* **Instructions to follow**
Return every line of the data below that contains the word "mosaic", matching case exactly.

##### Entries supplied

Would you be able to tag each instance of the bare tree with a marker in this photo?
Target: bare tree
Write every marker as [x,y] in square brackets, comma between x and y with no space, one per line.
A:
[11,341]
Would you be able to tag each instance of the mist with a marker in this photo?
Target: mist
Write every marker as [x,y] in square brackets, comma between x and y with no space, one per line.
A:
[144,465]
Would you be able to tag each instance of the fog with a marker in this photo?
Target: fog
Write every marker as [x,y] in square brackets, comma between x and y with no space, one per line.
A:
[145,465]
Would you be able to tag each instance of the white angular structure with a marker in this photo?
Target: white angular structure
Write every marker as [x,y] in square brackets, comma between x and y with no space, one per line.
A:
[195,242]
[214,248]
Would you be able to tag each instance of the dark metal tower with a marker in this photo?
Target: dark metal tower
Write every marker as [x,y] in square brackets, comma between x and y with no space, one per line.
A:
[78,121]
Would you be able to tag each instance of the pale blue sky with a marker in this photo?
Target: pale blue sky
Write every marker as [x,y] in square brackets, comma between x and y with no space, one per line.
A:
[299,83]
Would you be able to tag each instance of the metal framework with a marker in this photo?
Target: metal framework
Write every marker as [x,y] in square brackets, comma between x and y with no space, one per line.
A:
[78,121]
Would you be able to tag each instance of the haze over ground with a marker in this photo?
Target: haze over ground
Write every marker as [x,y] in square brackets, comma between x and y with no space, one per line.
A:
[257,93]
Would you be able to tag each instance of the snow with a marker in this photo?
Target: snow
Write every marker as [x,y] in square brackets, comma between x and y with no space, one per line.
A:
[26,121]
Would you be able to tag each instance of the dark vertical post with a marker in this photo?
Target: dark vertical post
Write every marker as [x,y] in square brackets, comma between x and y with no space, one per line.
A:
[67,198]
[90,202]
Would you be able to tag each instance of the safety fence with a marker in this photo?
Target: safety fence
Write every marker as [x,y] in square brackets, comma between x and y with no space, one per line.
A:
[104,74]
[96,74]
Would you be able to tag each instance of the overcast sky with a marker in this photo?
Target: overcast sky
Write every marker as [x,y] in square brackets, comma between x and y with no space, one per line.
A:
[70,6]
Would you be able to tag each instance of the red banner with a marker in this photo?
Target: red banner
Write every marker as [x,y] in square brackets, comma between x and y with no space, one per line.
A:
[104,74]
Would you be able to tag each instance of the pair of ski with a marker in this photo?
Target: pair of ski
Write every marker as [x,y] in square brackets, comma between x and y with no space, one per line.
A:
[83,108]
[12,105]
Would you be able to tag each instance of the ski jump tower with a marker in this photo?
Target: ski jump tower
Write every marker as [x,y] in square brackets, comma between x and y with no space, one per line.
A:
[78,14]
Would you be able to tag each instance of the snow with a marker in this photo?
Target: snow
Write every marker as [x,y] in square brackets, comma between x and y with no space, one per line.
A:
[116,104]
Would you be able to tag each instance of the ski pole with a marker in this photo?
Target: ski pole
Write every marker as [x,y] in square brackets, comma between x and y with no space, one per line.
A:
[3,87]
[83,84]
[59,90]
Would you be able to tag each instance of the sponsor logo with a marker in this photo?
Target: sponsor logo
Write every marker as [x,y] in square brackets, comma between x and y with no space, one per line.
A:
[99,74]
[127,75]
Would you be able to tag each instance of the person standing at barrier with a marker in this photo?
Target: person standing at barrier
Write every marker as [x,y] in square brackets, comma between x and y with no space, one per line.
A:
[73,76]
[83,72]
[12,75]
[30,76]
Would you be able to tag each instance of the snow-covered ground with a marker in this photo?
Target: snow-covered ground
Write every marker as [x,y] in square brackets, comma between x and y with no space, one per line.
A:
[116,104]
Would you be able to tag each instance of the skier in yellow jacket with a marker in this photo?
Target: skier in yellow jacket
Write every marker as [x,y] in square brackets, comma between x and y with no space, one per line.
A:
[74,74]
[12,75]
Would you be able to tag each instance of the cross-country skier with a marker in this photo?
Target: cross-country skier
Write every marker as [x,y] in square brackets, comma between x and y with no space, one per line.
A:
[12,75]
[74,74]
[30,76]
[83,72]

##########
##### Entries supplied

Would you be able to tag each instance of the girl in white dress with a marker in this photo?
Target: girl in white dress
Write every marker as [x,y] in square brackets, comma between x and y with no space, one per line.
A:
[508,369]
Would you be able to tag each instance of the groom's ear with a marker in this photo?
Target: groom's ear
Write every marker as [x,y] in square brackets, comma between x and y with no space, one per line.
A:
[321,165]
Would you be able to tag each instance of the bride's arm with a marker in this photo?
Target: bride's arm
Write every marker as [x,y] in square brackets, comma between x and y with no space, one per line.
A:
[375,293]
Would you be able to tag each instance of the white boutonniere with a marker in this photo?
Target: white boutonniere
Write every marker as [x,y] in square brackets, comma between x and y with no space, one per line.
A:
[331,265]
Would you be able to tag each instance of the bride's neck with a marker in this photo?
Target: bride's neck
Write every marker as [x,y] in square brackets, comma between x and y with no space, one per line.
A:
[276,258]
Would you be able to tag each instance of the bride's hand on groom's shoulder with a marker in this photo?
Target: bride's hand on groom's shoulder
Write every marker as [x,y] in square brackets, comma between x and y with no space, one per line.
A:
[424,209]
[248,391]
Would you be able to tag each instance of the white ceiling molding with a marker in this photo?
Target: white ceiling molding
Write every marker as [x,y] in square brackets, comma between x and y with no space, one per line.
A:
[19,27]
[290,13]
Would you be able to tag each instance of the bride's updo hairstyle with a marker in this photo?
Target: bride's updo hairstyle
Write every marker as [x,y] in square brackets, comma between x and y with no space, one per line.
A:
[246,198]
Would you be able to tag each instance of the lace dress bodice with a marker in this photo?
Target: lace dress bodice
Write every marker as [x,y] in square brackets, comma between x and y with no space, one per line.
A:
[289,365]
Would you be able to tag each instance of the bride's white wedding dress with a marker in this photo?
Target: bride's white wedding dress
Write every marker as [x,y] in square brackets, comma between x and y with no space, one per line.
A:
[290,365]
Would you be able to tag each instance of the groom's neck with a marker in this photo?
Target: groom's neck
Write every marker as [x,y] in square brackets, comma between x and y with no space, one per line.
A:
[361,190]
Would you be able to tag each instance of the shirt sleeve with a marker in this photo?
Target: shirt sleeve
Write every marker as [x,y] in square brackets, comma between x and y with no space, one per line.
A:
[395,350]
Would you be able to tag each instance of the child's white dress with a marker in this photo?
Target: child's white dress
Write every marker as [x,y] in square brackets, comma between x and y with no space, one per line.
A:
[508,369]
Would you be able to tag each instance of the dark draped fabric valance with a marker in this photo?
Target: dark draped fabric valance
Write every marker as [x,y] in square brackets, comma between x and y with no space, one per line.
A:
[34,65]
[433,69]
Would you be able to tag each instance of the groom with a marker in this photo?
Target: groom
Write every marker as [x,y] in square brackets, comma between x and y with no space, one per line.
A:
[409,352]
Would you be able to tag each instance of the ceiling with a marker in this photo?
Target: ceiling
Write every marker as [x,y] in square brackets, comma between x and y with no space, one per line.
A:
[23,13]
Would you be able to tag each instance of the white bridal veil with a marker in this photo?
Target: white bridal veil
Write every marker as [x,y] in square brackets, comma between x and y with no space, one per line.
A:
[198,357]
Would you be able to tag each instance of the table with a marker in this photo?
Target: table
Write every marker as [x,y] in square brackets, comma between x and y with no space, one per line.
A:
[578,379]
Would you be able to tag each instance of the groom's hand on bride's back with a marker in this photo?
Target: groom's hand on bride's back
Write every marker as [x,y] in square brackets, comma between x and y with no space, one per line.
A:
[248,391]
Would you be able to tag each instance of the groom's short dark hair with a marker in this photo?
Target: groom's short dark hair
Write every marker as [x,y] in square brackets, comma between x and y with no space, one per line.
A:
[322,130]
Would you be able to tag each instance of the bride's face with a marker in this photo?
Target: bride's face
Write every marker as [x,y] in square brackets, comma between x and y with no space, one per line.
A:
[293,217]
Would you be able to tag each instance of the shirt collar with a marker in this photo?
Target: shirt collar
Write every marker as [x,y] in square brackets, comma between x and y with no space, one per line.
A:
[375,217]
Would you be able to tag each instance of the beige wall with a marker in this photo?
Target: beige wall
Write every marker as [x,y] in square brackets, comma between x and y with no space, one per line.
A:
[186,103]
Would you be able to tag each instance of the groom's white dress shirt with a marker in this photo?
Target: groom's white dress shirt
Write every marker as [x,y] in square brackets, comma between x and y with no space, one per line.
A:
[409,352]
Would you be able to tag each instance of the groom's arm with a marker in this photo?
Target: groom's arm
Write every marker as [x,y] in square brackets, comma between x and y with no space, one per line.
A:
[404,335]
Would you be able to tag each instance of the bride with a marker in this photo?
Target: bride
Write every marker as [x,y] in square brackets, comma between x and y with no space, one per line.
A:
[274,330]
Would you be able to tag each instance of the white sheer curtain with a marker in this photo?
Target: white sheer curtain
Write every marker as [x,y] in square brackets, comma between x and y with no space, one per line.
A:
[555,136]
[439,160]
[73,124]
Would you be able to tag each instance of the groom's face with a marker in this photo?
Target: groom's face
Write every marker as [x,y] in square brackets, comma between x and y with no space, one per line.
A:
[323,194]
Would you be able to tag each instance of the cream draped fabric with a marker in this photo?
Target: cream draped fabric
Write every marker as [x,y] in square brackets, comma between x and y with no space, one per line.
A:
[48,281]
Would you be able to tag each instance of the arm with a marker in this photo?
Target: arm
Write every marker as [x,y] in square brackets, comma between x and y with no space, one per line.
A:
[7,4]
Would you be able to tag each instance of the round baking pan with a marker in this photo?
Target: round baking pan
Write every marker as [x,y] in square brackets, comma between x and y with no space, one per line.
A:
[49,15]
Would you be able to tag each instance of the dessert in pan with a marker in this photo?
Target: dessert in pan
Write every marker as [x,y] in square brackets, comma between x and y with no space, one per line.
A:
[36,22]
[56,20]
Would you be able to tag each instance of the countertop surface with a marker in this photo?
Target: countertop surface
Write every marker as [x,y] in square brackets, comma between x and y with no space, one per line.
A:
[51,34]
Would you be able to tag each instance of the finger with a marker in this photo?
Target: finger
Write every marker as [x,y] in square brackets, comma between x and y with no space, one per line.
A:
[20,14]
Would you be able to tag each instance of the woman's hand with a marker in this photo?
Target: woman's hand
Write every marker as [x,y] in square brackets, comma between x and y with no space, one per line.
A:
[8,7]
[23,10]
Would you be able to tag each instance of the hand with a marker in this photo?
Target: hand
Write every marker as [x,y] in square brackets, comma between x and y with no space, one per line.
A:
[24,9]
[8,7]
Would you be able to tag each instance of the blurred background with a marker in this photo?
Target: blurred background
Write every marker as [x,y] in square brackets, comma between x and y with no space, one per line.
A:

##########
##### Entries supplied

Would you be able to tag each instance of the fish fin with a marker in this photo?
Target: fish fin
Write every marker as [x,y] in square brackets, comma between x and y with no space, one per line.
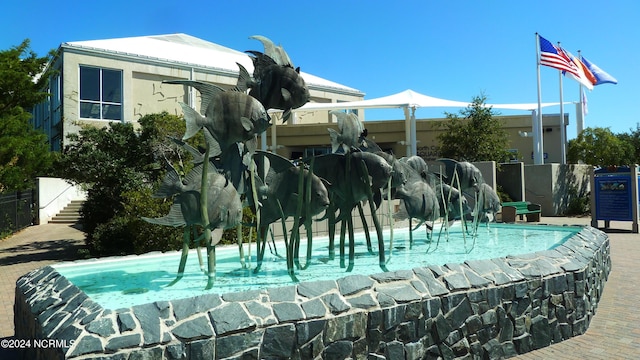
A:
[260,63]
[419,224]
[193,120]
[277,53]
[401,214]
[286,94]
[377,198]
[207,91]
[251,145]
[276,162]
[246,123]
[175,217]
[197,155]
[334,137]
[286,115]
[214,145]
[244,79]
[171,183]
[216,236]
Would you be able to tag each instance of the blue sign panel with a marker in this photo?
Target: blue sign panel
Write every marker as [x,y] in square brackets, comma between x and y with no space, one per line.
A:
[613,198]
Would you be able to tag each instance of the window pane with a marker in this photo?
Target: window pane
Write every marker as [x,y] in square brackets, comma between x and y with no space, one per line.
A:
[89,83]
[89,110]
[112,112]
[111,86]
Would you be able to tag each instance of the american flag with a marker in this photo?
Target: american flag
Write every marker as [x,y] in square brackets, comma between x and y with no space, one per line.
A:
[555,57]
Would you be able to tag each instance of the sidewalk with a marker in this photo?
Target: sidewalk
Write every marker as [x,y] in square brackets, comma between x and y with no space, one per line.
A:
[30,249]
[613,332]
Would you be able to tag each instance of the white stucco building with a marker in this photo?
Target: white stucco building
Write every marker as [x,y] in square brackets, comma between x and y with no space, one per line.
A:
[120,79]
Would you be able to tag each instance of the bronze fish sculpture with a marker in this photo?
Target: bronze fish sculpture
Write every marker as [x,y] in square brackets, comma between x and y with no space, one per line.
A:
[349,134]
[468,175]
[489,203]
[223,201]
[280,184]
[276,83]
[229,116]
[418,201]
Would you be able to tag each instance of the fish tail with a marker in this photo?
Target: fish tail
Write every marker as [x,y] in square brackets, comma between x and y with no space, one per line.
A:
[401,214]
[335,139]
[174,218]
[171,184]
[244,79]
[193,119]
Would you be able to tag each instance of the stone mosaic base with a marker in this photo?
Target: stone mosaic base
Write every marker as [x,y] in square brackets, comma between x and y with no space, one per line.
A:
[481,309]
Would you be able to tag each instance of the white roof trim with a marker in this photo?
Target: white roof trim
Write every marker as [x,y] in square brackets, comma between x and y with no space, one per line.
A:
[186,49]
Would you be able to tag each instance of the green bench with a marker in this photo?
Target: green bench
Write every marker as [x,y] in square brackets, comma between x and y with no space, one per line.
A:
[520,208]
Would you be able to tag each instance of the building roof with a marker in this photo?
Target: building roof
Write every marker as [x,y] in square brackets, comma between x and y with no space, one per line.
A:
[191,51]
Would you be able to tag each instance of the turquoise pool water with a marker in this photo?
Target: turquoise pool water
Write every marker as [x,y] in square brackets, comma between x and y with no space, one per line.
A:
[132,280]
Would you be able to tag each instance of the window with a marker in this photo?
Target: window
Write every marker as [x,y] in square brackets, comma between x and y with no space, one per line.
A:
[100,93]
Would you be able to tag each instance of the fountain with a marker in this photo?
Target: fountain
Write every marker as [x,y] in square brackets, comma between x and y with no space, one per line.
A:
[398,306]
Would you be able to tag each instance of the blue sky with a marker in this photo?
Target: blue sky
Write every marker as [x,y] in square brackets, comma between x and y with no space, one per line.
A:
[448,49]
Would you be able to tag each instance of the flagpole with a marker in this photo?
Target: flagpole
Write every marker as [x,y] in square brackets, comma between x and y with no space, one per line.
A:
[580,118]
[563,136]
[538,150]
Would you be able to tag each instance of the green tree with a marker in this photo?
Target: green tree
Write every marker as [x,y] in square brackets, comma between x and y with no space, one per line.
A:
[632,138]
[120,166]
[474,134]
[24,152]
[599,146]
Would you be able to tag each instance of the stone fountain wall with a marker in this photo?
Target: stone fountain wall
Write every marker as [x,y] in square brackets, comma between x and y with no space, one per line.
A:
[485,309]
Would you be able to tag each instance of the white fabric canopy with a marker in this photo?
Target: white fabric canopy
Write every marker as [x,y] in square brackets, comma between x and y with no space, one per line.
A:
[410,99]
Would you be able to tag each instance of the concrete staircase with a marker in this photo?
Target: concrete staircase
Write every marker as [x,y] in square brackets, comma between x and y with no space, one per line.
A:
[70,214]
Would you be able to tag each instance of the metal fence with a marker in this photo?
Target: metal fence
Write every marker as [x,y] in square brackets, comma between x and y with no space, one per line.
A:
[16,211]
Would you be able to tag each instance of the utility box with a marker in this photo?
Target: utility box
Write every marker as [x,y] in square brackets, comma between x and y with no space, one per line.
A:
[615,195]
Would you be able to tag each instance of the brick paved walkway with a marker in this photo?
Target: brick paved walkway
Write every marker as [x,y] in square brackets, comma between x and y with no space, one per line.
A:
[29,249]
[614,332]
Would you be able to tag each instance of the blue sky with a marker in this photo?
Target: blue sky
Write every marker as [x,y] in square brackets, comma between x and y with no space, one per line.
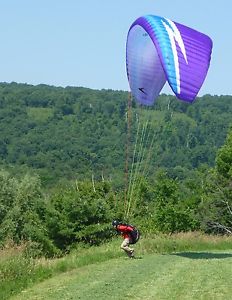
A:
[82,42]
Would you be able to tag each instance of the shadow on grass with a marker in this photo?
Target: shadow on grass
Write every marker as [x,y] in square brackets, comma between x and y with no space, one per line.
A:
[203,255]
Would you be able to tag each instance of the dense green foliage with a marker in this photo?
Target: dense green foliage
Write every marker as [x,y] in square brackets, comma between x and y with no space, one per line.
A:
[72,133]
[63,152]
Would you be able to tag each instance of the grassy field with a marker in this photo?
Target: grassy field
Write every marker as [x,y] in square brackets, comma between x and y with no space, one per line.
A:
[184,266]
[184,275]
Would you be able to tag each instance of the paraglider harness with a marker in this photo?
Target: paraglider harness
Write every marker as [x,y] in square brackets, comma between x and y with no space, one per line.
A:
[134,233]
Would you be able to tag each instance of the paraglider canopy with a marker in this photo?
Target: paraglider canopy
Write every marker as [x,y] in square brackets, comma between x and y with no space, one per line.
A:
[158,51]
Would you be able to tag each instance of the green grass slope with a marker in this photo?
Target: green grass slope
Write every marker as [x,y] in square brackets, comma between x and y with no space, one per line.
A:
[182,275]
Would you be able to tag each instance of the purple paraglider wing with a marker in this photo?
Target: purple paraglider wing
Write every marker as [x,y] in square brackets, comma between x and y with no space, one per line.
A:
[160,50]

##########

* **Result**
Would you be able to tag each instance of the stone mosaic base with a marker in this photo?
Target: stone mosaic base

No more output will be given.